EXERCISE DETAILS
The answer must consist of every record below, transcribed exactly.

RECORDS SUPPLIED
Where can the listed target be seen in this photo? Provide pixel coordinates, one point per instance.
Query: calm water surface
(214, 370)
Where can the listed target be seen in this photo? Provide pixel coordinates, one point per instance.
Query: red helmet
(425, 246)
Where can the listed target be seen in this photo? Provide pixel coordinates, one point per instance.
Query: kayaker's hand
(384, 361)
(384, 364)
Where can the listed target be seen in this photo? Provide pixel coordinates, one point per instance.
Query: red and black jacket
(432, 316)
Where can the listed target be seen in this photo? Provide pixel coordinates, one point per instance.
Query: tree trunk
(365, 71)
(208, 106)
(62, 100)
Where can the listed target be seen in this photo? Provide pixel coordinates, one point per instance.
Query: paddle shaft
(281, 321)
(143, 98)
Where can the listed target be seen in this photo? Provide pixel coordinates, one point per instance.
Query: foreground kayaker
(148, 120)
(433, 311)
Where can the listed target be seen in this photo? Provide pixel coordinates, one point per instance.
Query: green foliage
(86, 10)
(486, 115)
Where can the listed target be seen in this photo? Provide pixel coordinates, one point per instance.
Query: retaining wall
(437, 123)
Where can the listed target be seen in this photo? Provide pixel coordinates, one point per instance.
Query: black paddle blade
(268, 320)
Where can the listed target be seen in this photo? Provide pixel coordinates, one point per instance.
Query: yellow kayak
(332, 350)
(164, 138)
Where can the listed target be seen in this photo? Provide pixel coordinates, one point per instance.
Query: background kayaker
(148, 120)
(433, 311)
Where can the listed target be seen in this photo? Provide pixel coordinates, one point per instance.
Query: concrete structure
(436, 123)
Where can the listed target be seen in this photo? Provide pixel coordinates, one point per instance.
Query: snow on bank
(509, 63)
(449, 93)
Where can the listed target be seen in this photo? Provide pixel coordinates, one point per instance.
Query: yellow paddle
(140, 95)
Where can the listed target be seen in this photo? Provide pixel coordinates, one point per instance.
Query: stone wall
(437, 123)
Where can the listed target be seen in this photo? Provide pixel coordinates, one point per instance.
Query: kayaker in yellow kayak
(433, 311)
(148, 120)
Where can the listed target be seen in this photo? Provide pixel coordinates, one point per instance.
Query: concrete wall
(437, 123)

OUTPUT
Where can the listed target be seen in this photo? Provide pixel coordinates, one point per instance.
Query: calm water surface
(214, 370)
Where can the listed target be seen in this photo? Provide pixel coordinates, one point per instance.
Query: red helmet
(425, 246)
Where can the listed target be seen in this photo? Provide pixel coordinates, one point per instance.
Query: kayaker's hand
(384, 361)
(384, 364)
Where can the listed target be seen in this photo? Provide pixel coordinates, one point per instance.
Query: red and black jacket
(432, 316)
Where can the listed target be seen in this photo? Provide pixel coordinates, one point per instance.
Query: tree trunk
(365, 71)
(208, 106)
(62, 100)
Where can the listed target be seen in this photo? Provide pixel coordinates, one point per instance.
Query: paddle shaft
(281, 321)
(143, 98)
Where can the listed target be seen in this photo? Provide pixel coordinates, one point per instance.
Query: foreground kayaker
(148, 120)
(433, 311)
Where can the listed target be seen in this photo? Provide pixel coordinates, one point per instance.
Query: green foliage
(86, 10)
(486, 115)
Where can the listed target be seen in this photo? Provide pixel coordinates, one point per instance.
Query: retaining wall
(437, 123)
Where can the listed target be seen in this photo? Provide pixel coordinates, one point per instance.
Query: black paddle blade
(268, 320)
Where can the listed target be seen in this photo? Provide pixel coordinates, one point per instance.
Query: yellow kayak
(332, 350)
(164, 138)
Where can the listed target be seen in this photo? Provide pixel coordinates, one point per instance.
Query: background kayaker
(148, 120)
(433, 311)
Where can the listed target be seen in this photo? Provide pixel coordinates, one point per instance.
Query: concrete structure
(436, 123)
Where can the listed target be seen in this photo? Provide pixel coordinates, one point per instance.
Query: snow on bank
(509, 63)
(449, 93)
Where can the listed target be seen in this photo? Provide pixel coordinates, one point per instance.
Query: yellow paddle
(140, 95)
Where can the listed target be seen in this photo? Provide pixel coordinates, one point per instance.
Query: stone wall
(437, 123)
Where can the listed target be seen in this photo? Provide pixel coordinates, one point per instance.
Query: kayaker in yellow kayak
(433, 311)
(148, 120)
Where can the listed target be seen in this photo? Provide pixel coordinates, one point per instance.
Query: concrete wall
(437, 123)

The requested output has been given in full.